Records contained in a dataset:
========
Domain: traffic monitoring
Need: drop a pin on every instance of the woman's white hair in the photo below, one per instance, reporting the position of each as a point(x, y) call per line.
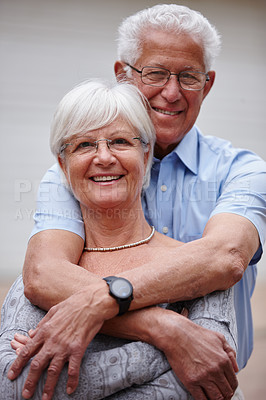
point(168, 18)
point(93, 105)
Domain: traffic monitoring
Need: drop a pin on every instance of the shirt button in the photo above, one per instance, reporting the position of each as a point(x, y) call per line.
point(165, 229)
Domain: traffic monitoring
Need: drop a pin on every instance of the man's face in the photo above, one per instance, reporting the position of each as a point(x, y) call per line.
point(173, 109)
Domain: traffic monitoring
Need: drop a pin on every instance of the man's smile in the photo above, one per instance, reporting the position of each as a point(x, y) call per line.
point(106, 178)
point(166, 112)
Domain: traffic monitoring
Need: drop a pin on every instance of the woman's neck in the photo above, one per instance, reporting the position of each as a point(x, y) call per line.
point(114, 227)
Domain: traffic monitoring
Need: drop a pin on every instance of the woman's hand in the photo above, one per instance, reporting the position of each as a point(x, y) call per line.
point(19, 341)
point(63, 336)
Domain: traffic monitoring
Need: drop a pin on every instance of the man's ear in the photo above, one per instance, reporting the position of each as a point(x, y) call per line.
point(119, 71)
point(146, 155)
point(209, 84)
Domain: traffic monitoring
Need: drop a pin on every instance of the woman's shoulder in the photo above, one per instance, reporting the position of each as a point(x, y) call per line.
point(163, 240)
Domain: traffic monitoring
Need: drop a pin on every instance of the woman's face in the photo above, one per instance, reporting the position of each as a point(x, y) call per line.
point(110, 173)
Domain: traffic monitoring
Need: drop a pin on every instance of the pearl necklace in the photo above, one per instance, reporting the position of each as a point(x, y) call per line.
point(125, 246)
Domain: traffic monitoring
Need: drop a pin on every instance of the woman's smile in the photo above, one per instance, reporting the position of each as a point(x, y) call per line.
point(106, 178)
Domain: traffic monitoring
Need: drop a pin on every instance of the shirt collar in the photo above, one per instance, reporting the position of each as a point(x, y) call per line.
point(186, 150)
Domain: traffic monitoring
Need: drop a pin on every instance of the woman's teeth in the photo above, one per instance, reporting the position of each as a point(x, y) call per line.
point(105, 178)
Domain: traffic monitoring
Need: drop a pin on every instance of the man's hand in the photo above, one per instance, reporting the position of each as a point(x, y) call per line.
point(63, 336)
point(203, 360)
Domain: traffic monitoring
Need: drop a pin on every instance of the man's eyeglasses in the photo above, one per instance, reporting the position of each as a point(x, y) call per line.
point(156, 76)
point(89, 146)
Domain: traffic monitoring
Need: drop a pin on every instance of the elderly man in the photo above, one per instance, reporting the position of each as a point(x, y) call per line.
point(202, 192)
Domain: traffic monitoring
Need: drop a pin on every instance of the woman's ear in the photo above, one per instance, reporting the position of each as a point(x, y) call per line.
point(119, 71)
point(62, 163)
point(209, 84)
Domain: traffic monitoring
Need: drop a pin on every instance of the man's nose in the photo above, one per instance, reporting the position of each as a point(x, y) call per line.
point(172, 90)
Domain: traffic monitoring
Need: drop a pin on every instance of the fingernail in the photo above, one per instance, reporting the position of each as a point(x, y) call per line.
point(11, 374)
point(26, 394)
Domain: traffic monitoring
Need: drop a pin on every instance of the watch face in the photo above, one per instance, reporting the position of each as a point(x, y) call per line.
point(121, 288)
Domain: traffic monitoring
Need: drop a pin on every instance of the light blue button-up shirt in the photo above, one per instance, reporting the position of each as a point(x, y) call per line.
point(202, 177)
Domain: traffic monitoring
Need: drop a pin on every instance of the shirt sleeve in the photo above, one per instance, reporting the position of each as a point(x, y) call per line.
point(243, 192)
point(56, 206)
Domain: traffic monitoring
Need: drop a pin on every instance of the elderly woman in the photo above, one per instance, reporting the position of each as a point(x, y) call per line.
point(103, 139)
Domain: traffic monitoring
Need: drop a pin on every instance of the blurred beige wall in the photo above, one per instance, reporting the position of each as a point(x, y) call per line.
point(48, 46)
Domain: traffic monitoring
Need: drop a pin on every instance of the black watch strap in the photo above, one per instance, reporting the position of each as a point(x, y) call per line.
point(123, 302)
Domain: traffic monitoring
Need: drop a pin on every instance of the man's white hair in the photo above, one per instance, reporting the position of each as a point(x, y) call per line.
point(168, 18)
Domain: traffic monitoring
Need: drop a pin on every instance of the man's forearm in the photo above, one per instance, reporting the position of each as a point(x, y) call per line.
point(215, 262)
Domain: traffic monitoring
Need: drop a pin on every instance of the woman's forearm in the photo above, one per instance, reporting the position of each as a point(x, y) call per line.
point(215, 262)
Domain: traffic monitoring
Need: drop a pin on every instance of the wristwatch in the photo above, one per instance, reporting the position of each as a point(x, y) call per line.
point(122, 290)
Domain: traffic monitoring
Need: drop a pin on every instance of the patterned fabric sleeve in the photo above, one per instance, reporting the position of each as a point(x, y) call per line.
point(111, 368)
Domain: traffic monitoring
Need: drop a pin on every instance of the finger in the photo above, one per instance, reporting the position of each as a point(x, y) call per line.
point(37, 366)
point(73, 373)
point(232, 357)
point(32, 333)
point(220, 391)
point(184, 312)
point(231, 378)
point(15, 345)
point(53, 373)
point(24, 356)
point(21, 338)
point(197, 393)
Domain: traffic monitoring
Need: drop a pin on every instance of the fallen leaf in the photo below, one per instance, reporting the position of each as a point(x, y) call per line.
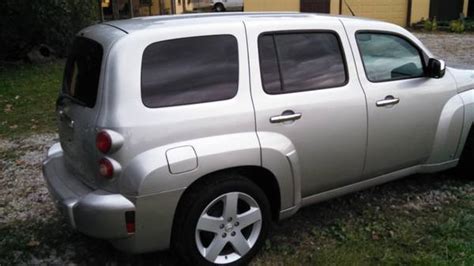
========
• **PROBLEM**: Please print all the entries exactly as written, but drop the pictures.

• **TASK RESULT**:
Domain: traffic monitoring
Need: drop a pin on every instance of the woman's white hair in the photo below, one per instance, reporting the position of each as a point(x, y) call per line.
point(168, 18)
point(93, 105)
Domain: traffic monitoring
Need: drop a pin on every instance of the shirt button in the photo above, one per instance, reporting the position of each as a point(x, y) call per line.
point(165, 229)
Domain: traffic monitoring
Need: drop a pin on every instance of the man's face in the photo above, one per instance, reporting the position of each as a point(x, y) call per line.
point(173, 109)
Domain: traffic monitoring
Need: drop a pin on every instance of the man's smile in the photo above, one per instance, reporting the position of each as a point(x, y) call per line.
point(106, 178)
point(166, 112)
Domain: traffic monitoring
Need: drop a pin on every instance of the woman's neck in the photo above, one per instance, reporting the position of each as a point(x, y) call per line.
point(114, 227)
Domain: traffic monitoring
Need: drop a pin on every instance of the woman's hand in the photo above, one per instance, reporting the position of each as a point(x, y) call per line.
point(19, 341)
point(63, 336)
Domain: traffic monitoring
Need: drop a pin on every instance of the man's ear in the photo above, one per instance, reporting the position of each as a point(x, y) call per line.
point(119, 71)
point(146, 155)
point(209, 84)
Domain: traffic monitoring
Need: drop a pin on every instance of the woman's shoulder in the photo above, one per instance, reporting the position of each as a point(x, y) call per line.
point(163, 240)
Domain: traffic monitoring
Need: drop a pin on every instance of the woman's face in the photo above, one per instance, reporting the position of each as a point(x, y) call per line.
point(110, 173)
Domain: traffic monitoring
Need: drop a pin on every instance of the pearl necklace in the photo above, one per instance, reporting the position of each as a point(x, y) call per line.
point(125, 246)
Domain: traffic monitoring
Need: drop a pin on every instance of the woman's smile in the photo above, one per instance, reporting the position of each as a point(x, y) call per line.
point(106, 178)
Domain: traffic monitoring
Need: drop a pin on every instance of the shirt collar in the photo above, one per instance, reporting the position of each as a point(x, y) call per line.
point(186, 150)
Domain: traffic monitoring
Need: drop a pin on every instance of the woman's teeth in the photo above, one per instance, reporting the position of each as a point(x, y) call per line.
point(105, 178)
Domain: traffic monitoring
Need: drop a pin on every instance of the man's hand in the photo above, one per instance, reporting the position of each as a point(x, y) call per line.
point(63, 336)
point(203, 360)
Domain: traffic monitoring
Need: drop a pin on every instance of the man's eyeglasses in the photo above, one per instance, reporting the position of each as a point(x, y) call per line.
point(156, 76)
point(89, 146)
Domain: traffic monitoring
Need: drop a pin on every instance of the elderly man in the photo above, one per instance, reporting the position of each as a point(x, y) call per line.
point(202, 192)
Domain: traffic monitoring
Need: drop a pin on every instance of the woman's ear in the photo above, one per instance, reporting the position of each as a point(x, y) call per line.
point(119, 71)
point(62, 163)
point(209, 84)
Domain: traffic monitoring
Need: drop a pin on every instance of the man's nose in the photo above, one per instance, reporting the position of each as a point(x, y) call per line.
point(172, 90)
Domain: traffic monitoring
Need: drop a pin on every instance of the fingernail in the photo above, one per instance, reporting the position of each as a point(x, y) call per line.
point(11, 374)
point(26, 394)
Domain: traffic monitoring
Need: drop a pin on every instance of the watch face in the photo above, one per instance, reporting the position of each as a point(x, y) call per line.
point(121, 288)
Domain: traffic monitoring
Need: drop a pin on every instance of the light blue button-up shirt in the photo above, one per instance, reporting the position of each as a point(x, y) call per line.
point(202, 177)
Domain: traffic monitoring
Need: drop a pin on every instance of the shirt sleeve in the photo above, one per instance, reporting the position of each as a point(x, y) call per line.
point(243, 192)
point(56, 206)
Domain: traffic monitoring
Need: drop a pin on every instance of the elderly woman in the photo above, one per instance, reporting the position of each as a point(x, y) call per line.
point(103, 139)
Domain: traffic monitoring
Need: drop a pin on every instance of the blurred beige wall in the photo above, one per instance, reporting the position of each as a point(x, y) call per line.
point(48, 46)
Domain: traffic monitoring
Need: drop a pin on every instance of the black watch strap in the photo above, one per instance, reporting the position of each as a point(x, y) call per line.
point(123, 302)
Domain: traffic monitoring
Need: drop a pin on every instance of the man's white hair in the photo above, one per instance, reporting the position of each as a point(x, y) call per line.
point(168, 18)
Domain: traffic monitoring
Need: drop a pin on every instance of the man's forearm in the photo above, one per instance, reporting the position of each as a point(x, y) call per line.
point(215, 262)
Domain: traffic monitoring
Need: drop a pin on every instance of the woman's forearm in the photo above, one per instance, reporting the position of each as a point(x, y) call per line.
point(215, 262)
Domain: traffic monitoring
Need: drop a pin on every instance of the wristwatch in the photo above, one per instance, reporting the position of each as a point(x, y) call per line.
point(122, 290)
Domain: traffic monitoring
Need: drop a pin on every instance of the patterned fabric sleeve in the photo above, one per instance, reporting the position of each as a point(x, y) call per line.
point(111, 368)
Domain: traffic monitoring
Need: drop a pin on every instance of the finger in the photo above, one per instance, reporting the position of each as a point(x, y) call per line.
point(37, 366)
point(73, 373)
point(232, 357)
point(32, 333)
point(220, 391)
point(184, 312)
point(231, 378)
point(15, 345)
point(53, 373)
point(24, 356)
point(21, 338)
point(197, 393)
Domain: traffic monitoring
Need: drop a pin on every instance of the fallen leaf in the photo below, one per instance, reporting the position of each as a point(x, y) call per line.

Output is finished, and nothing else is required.